((

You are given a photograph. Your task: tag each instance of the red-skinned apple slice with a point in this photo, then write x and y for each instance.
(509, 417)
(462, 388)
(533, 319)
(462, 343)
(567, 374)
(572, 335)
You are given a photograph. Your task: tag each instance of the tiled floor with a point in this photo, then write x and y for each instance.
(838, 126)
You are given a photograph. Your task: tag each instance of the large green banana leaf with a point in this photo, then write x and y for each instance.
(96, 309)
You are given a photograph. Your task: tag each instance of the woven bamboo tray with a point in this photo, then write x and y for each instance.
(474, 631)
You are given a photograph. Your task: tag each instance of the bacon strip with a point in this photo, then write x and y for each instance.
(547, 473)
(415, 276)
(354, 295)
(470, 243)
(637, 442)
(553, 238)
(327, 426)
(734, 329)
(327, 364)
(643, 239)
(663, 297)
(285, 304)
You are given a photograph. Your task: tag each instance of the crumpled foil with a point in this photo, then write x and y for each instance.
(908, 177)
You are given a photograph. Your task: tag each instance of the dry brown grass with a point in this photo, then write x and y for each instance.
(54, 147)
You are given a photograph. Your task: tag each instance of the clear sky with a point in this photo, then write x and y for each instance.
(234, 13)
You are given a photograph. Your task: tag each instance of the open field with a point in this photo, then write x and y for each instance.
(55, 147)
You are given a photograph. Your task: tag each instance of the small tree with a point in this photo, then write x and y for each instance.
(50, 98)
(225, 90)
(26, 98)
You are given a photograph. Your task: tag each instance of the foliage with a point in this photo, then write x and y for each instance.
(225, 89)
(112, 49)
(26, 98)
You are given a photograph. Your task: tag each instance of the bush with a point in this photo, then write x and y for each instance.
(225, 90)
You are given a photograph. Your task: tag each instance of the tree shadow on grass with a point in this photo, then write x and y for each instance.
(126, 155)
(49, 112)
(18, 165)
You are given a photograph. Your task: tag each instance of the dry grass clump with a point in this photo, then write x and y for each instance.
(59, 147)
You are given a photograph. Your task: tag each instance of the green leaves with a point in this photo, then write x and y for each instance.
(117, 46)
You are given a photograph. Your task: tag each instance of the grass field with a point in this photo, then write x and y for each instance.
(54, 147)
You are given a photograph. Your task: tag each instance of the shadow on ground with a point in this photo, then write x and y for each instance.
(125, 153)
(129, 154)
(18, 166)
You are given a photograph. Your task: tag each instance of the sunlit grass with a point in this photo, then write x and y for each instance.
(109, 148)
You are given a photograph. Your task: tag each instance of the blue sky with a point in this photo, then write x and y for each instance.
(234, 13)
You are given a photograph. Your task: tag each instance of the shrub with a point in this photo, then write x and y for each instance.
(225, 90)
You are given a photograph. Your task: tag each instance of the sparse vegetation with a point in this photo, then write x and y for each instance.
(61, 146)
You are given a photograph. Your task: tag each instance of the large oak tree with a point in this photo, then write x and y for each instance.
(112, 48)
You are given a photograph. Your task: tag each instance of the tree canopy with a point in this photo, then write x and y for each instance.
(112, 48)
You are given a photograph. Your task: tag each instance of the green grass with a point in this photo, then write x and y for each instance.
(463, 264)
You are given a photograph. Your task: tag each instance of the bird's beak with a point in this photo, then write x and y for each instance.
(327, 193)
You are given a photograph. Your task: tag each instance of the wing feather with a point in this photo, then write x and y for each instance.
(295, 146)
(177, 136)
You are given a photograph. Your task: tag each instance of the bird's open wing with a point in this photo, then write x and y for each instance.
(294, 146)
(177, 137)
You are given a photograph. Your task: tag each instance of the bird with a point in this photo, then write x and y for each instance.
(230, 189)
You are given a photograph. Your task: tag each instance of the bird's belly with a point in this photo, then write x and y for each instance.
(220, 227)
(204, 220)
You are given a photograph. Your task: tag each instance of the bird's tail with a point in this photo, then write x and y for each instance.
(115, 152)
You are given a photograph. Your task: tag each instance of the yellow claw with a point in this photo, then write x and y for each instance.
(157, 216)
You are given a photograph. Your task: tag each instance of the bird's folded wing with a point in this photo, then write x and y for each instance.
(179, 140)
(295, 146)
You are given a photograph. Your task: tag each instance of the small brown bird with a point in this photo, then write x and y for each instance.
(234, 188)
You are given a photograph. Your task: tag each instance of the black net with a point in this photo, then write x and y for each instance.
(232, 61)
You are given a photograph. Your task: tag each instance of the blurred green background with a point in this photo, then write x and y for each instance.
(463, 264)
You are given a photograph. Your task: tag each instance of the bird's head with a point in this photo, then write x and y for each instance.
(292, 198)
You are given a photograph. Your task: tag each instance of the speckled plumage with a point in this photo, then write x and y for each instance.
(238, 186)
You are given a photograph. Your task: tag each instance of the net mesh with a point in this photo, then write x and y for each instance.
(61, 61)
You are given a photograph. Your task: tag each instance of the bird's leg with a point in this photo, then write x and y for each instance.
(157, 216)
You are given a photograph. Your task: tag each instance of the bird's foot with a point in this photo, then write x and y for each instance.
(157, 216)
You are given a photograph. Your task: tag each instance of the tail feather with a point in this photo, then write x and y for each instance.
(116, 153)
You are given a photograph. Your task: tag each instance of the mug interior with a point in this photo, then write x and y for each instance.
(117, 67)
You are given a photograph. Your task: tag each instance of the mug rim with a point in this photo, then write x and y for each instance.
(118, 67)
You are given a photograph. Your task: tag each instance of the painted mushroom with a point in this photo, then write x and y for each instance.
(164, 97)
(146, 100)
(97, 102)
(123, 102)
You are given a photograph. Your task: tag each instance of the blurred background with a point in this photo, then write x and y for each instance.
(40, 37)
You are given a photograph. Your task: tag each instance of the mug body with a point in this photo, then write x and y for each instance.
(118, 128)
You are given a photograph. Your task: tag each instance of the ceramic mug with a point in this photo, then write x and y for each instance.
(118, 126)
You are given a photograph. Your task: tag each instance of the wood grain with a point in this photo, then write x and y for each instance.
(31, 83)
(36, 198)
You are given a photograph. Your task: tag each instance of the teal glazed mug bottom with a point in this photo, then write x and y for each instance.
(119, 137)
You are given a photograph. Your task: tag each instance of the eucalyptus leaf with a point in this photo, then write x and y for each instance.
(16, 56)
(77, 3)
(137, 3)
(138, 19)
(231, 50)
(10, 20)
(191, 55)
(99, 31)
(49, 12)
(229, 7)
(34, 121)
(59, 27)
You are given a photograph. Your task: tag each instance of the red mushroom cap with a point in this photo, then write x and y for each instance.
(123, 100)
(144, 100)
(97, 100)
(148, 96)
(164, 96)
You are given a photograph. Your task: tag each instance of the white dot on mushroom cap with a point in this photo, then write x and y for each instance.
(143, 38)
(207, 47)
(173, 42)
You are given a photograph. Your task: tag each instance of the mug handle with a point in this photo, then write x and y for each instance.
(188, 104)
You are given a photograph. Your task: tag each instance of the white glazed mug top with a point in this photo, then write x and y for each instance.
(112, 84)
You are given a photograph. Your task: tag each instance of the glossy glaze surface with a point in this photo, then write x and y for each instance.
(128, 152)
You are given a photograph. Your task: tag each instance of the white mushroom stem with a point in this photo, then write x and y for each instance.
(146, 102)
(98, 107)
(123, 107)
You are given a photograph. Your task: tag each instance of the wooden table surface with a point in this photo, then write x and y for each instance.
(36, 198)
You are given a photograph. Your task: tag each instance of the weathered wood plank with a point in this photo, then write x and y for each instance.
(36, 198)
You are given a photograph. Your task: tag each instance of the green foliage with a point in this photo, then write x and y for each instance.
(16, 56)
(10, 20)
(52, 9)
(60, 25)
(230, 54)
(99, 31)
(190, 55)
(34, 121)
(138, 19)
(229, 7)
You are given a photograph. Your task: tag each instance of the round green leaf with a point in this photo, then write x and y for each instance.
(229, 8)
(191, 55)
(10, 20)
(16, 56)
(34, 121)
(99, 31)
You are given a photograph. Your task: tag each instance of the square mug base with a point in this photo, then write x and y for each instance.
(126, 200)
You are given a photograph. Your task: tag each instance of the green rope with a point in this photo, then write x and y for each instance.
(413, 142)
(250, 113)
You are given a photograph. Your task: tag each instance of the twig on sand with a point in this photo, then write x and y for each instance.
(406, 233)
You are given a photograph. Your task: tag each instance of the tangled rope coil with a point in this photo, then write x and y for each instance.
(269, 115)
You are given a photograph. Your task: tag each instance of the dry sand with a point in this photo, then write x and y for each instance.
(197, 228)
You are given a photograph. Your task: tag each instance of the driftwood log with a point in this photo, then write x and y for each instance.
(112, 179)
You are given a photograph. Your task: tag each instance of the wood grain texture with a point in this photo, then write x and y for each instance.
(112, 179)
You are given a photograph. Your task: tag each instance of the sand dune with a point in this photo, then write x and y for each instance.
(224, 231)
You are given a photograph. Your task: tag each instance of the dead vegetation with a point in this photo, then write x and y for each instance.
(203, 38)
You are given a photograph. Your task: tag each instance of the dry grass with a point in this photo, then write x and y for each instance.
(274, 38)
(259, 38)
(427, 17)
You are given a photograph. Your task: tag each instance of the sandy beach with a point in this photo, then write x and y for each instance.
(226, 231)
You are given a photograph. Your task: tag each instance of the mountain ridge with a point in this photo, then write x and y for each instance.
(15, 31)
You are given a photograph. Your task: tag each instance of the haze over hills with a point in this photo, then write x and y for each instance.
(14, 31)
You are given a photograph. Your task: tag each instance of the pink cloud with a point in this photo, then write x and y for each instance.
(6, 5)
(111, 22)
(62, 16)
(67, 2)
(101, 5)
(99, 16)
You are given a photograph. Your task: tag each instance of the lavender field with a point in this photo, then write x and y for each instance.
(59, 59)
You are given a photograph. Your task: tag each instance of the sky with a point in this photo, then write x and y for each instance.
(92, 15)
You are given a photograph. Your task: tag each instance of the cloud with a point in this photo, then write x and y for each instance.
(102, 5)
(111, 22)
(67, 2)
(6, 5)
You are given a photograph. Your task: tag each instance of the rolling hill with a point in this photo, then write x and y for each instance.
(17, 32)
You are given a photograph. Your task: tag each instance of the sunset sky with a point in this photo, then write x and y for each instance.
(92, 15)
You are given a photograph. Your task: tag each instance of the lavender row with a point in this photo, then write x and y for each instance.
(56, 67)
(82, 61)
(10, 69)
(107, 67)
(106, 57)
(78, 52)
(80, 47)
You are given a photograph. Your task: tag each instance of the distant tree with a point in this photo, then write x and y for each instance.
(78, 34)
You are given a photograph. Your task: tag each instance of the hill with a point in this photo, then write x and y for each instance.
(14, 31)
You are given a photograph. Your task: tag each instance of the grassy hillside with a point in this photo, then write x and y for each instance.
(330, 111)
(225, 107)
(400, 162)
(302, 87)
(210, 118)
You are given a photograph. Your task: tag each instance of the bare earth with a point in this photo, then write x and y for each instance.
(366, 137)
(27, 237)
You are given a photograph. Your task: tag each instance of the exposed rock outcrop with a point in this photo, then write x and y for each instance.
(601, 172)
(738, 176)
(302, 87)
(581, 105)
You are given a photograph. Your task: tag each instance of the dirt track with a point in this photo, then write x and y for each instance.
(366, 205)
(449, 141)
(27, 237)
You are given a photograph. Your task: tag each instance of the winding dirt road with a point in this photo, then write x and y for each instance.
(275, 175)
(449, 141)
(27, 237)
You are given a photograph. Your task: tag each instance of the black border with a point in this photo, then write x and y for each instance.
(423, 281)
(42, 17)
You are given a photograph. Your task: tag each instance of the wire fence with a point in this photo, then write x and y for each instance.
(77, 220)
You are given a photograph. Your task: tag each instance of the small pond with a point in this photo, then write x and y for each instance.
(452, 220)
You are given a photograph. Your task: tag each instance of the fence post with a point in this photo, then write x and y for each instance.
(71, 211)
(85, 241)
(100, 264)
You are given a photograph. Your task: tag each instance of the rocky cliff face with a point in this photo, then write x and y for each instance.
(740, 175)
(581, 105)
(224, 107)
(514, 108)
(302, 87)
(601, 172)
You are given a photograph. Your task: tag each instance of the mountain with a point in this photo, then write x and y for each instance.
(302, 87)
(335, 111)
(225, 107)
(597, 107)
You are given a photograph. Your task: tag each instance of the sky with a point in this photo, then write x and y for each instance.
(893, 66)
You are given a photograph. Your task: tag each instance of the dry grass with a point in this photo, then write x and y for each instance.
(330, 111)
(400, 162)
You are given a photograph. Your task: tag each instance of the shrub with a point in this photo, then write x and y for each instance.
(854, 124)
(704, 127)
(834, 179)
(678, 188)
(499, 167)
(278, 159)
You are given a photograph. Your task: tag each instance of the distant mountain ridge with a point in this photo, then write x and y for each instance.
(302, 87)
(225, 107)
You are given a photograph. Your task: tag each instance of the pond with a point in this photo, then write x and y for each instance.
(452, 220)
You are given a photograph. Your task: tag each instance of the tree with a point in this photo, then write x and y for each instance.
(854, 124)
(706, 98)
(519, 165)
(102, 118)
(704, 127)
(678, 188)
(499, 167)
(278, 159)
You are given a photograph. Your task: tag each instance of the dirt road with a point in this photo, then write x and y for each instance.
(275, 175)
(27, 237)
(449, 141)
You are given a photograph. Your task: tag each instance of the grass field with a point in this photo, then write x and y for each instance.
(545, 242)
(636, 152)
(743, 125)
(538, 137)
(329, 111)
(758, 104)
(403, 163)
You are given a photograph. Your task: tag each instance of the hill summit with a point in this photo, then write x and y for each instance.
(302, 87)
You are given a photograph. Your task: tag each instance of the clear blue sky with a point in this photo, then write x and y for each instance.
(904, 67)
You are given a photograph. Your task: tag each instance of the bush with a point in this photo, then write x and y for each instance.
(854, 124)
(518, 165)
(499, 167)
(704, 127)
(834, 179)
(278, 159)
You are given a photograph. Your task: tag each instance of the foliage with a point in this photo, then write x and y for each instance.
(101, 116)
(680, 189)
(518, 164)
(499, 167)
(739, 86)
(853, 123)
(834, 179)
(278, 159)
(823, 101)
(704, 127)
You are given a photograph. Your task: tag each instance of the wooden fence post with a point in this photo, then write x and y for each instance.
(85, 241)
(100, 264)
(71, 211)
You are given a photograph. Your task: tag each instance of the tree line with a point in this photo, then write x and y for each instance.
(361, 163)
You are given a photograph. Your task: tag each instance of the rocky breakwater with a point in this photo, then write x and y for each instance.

))

▶ _Task directions_:
Every line from the one containing "the tree line" to the close of the records must be reproduced exactly. Include both ends and nothing more.

▶ _Task answer_:
You are given a photograph. Your task: tag each instance of the tree line with a point in this photo, then write x and y for each instance.
(361, 163)
You are given a photograph. Your task: tag each instance of the rocky breakwater with a point in this photo, then write x and y for each instance.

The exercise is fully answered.